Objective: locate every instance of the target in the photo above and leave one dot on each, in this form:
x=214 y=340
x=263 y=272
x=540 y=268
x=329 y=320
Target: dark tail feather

========

## DIRECTIVE
Rewrite the data above with "tail feather" switched to "wing feather", leaving every other word unchanged.

## FINAL RESULT
Objective: locate every instance of the target in the photo above and leave one dot on each, in this form:
x=214 y=340
x=263 y=272
x=540 y=268
x=329 y=320
Target: dark wing feather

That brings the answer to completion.